● **Task details**: Counting only the lines below that contain the word "green", what is the total? Give it with no other words.

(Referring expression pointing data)
---
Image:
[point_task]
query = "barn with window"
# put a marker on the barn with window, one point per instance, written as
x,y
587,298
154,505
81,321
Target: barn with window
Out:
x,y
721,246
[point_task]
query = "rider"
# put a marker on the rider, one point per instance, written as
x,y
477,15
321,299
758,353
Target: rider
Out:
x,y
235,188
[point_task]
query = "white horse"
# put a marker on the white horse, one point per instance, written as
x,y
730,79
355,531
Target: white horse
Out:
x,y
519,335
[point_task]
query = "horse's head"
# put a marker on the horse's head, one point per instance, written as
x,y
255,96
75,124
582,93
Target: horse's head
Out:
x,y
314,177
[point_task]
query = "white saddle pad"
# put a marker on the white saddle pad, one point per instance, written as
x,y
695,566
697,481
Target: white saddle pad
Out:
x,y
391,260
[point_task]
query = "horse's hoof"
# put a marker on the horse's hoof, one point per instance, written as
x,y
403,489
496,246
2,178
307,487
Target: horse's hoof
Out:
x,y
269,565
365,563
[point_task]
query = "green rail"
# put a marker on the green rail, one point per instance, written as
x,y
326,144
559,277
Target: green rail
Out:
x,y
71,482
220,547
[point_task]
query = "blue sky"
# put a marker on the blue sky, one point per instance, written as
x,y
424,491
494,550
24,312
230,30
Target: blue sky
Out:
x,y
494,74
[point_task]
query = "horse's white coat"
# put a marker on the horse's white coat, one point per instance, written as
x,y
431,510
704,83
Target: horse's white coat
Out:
---
● **Your response**: 3